=== DATASET ===

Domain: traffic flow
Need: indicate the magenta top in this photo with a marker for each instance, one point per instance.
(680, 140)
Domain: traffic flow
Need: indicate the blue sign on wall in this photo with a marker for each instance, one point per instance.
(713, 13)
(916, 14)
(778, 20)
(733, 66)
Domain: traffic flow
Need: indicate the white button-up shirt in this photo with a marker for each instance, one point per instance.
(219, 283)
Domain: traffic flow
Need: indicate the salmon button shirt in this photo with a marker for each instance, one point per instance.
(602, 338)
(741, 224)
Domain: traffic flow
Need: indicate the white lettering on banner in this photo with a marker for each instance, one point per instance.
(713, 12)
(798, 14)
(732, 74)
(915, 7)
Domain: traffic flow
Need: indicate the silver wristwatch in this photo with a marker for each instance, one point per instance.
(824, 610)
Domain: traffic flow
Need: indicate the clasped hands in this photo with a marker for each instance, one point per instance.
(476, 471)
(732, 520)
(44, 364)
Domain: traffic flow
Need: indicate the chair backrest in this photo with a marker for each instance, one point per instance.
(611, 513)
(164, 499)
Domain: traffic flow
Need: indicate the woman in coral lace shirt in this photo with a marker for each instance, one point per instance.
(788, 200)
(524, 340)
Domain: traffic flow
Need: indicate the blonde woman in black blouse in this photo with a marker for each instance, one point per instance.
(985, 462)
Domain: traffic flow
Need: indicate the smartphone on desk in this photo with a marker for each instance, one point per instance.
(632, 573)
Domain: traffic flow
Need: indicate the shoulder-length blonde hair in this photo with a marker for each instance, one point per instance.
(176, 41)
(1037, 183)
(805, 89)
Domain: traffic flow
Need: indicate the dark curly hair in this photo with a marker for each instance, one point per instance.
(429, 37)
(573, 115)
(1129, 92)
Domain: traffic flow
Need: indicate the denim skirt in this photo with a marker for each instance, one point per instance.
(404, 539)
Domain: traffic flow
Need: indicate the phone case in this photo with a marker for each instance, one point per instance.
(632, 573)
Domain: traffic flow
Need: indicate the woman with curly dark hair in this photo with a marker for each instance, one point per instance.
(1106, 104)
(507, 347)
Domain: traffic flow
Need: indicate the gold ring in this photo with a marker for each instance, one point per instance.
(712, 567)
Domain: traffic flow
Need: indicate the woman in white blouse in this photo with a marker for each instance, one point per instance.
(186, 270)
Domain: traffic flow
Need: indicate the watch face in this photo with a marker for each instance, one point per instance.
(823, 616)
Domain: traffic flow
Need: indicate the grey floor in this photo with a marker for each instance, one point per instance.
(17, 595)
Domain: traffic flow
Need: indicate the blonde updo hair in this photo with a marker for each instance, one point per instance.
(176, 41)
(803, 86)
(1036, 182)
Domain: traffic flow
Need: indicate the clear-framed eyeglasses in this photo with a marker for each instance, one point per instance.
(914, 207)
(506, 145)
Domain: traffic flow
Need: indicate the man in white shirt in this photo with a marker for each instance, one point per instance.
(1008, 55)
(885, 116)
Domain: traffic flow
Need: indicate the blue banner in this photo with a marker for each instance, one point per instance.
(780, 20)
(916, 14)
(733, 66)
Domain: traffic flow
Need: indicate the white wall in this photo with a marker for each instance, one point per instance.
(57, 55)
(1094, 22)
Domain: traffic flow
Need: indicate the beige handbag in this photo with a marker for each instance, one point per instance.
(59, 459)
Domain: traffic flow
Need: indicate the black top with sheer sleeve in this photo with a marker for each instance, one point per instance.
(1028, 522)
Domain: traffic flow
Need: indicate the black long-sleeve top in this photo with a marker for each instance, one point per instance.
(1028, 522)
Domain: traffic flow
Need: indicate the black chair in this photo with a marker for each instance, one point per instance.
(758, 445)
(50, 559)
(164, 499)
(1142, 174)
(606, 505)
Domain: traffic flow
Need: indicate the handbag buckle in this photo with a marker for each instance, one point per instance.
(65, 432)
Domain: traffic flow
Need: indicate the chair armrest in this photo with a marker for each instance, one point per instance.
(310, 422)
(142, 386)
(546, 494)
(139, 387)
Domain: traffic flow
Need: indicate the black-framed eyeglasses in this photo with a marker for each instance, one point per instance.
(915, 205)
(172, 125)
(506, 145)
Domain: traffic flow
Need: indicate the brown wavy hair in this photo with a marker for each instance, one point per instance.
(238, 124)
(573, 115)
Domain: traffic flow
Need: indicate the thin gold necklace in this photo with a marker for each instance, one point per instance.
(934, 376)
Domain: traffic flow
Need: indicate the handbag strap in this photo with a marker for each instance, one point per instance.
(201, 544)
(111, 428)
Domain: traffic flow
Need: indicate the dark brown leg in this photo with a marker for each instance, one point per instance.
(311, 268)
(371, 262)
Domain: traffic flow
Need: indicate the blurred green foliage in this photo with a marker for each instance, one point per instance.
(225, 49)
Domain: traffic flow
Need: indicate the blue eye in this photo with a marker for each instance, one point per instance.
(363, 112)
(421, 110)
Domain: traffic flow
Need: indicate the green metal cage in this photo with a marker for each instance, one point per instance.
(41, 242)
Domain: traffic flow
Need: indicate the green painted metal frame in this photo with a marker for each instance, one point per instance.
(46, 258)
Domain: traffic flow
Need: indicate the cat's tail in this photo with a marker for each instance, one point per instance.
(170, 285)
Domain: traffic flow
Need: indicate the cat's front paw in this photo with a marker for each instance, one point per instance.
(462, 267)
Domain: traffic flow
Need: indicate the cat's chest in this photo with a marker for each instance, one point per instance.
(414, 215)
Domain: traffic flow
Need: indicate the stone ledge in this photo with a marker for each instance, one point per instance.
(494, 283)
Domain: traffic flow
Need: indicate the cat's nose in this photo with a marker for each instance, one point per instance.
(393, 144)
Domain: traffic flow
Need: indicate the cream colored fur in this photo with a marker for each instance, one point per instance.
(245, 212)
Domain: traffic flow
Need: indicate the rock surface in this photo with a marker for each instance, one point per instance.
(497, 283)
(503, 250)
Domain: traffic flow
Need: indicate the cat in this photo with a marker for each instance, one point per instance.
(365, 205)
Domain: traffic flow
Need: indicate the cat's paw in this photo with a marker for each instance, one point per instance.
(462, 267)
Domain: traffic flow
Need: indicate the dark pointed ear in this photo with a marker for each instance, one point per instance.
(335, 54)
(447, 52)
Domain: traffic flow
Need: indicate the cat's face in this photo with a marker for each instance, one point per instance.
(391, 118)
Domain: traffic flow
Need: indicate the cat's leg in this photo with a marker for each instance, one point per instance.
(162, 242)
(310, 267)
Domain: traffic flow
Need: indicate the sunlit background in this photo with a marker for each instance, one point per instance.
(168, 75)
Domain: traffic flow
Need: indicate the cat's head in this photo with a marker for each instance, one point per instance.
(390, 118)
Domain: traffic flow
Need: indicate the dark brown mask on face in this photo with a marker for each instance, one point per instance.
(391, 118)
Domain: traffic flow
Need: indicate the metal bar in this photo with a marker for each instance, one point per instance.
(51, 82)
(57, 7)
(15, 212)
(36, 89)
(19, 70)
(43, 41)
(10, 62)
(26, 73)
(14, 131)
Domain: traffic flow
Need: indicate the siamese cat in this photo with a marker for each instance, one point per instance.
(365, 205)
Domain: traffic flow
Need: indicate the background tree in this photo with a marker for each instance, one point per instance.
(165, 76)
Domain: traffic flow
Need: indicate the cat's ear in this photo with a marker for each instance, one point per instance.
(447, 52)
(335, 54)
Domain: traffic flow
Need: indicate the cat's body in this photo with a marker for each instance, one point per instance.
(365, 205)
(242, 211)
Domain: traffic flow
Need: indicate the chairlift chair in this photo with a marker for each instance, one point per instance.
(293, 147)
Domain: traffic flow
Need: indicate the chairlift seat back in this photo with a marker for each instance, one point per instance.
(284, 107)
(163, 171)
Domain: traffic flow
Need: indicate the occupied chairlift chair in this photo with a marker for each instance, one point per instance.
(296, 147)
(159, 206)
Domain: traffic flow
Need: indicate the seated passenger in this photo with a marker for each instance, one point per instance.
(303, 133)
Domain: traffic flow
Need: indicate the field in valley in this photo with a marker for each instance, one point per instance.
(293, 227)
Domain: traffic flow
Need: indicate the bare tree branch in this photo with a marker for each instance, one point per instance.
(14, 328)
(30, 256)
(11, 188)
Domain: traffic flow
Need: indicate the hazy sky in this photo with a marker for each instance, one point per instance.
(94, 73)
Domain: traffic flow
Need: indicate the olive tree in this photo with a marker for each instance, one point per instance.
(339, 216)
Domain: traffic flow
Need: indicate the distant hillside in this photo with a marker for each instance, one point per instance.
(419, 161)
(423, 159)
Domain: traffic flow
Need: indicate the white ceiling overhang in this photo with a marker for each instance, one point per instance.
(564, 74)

===

Find every line in the records above that contains the word "framed", with case counting, and copy each of those lines.

Need: indicate the clear-framed eyeglasses in this photo with a marker for each instance, one point per instance.
Need: indicate the black-framed eyeglasses in this photo with a marker for each instance, one point per instance.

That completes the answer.